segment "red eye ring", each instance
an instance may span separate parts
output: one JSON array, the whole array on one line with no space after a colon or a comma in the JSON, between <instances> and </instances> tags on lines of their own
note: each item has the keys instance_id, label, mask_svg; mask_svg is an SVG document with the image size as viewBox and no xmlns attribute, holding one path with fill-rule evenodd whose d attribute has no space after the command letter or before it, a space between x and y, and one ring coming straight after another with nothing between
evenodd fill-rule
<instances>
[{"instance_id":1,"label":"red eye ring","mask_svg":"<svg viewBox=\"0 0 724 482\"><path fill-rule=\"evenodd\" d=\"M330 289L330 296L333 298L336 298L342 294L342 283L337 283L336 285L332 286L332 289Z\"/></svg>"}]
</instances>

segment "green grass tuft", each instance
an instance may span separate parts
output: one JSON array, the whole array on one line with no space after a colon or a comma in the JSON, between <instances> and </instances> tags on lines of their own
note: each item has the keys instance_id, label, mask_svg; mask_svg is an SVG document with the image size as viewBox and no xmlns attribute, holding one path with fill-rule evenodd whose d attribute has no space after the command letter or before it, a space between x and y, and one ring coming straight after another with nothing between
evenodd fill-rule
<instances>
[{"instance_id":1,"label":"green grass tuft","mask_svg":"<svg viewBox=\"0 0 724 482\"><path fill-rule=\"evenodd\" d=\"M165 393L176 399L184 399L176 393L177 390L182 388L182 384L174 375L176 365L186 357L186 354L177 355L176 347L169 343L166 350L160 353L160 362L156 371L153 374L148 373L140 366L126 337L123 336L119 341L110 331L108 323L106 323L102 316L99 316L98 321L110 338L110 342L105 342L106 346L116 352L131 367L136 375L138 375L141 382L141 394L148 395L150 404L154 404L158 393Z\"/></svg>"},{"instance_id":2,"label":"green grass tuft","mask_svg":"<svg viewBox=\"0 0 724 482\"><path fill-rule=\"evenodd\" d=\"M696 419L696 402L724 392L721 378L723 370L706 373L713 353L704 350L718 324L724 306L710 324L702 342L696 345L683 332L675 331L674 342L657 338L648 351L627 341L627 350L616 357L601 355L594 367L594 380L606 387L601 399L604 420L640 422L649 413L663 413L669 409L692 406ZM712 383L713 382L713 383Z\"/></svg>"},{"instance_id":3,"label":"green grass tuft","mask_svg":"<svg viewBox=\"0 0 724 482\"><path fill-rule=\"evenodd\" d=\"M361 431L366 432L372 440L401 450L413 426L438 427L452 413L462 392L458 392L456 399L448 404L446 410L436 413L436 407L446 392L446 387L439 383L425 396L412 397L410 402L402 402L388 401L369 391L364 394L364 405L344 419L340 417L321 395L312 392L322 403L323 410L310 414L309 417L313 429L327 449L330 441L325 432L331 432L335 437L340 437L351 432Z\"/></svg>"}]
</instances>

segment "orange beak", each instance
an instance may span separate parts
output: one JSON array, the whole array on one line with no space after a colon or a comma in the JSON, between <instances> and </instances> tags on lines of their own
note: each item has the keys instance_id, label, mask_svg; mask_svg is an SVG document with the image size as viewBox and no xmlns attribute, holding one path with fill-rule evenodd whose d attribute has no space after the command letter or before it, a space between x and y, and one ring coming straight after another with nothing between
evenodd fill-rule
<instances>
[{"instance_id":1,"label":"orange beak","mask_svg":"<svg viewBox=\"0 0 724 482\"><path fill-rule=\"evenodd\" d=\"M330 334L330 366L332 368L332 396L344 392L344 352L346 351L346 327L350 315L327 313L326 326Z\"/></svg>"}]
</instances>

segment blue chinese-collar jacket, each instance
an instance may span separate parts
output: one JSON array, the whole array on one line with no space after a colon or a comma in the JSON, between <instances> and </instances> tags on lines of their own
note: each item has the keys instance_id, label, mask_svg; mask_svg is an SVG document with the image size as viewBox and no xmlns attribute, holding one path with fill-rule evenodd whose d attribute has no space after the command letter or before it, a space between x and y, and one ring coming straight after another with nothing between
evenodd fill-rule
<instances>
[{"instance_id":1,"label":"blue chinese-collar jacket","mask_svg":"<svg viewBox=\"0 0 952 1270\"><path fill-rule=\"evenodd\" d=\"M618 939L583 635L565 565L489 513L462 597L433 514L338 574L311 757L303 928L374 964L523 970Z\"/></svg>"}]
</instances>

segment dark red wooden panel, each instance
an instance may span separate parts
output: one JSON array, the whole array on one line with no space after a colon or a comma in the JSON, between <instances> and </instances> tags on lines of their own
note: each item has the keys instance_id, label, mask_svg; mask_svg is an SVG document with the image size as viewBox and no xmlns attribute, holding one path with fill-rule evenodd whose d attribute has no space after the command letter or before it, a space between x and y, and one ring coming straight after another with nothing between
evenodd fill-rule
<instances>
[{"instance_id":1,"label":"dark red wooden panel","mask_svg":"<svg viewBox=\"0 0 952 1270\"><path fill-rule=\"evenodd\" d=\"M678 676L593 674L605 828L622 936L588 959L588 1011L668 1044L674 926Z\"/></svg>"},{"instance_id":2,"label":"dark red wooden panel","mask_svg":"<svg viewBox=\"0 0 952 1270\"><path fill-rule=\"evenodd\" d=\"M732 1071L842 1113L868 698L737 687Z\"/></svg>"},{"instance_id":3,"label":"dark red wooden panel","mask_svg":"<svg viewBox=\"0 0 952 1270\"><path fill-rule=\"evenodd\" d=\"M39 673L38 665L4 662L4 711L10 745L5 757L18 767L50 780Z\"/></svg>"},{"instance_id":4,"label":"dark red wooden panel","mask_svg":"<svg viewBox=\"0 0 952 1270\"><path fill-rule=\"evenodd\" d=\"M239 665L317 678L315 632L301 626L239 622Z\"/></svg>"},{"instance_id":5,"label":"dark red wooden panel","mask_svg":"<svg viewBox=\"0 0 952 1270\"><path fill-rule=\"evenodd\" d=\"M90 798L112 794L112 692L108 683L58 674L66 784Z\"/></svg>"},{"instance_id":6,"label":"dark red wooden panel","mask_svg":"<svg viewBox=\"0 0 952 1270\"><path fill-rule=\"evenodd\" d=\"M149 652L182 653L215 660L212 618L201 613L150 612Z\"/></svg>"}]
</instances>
=====
What needs duplicating is the run of lines from the one containing "segment dark red wooden panel, each instance" through the last line of the entries above, exact and complete.

segment dark red wooden panel, each instance
an instance may span separate parts
output: one JSON array, the whole array on one line with no space after a colon or a comma in the JSON, between <instances> and </instances> tags on lines of their own
note: each item has the keys instance_id, label, mask_svg; mask_svg is an SVG document with the image size as viewBox and no xmlns attribute, holding one path with fill-rule evenodd whose d attribute has no space after the command letter or before it, a space between x and y, and one ring coming straight after another with nothing between
evenodd fill-rule
<instances>
[{"instance_id":1,"label":"dark red wooden panel","mask_svg":"<svg viewBox=\"0 0 952 1270\"><path fill-rule=\"evenodd\" d=\"M678 676L593 674L605 828L622 936L588 959L588 1011L668 1044L674 926Z\"/></svg>"},{"instance_id":2,"label":"dark red wooden panel","mask_svg":"<svg viewBox=\"0 0 952 1270\"><path fill-rule=\"evenodd\" d=\"M732 1071L842 1113L868 698L737 687Z\"/></svg>"},{"instance_id":3,"label":"dark red wooden panel","mask_svg":"<svg viewBox=\"0 0 952 1270\"><path fill-rule=\"evenodd\" d=\"M39 673L38 665L4 662L4 711L10 745L5 757L18 767L50 780Z\"/></svg>"},{"instance_id":4,"label":"dark red wooden panel","mask_svg":"<svg viewBox=\"0 0 952 1270\"><path fill-rule=\"evenodd\" d=\"M239 665L317 678L315 632L301 626L239 622Z\"/></svg>"},{"instance_id":5,"label":"dark red wooden panel","mask_svg":"<svg viewBox=\"0 0 952 1270\"><path fill-rule=\"evenodd\" d=\"M90 798L112 794L112 692L108 683L58 674L66 784Z\"/></svg>"},{"instance_id":6,"label":"dark red wooden panel","mask_svg":"<svg viewBox=\"0 0 952 1270\"><path fill-rule=\"evenodd\" d=\"M149 652L182 653L215 660L212 618L201 613L150 612Z\"/></svg>"}]
</instances>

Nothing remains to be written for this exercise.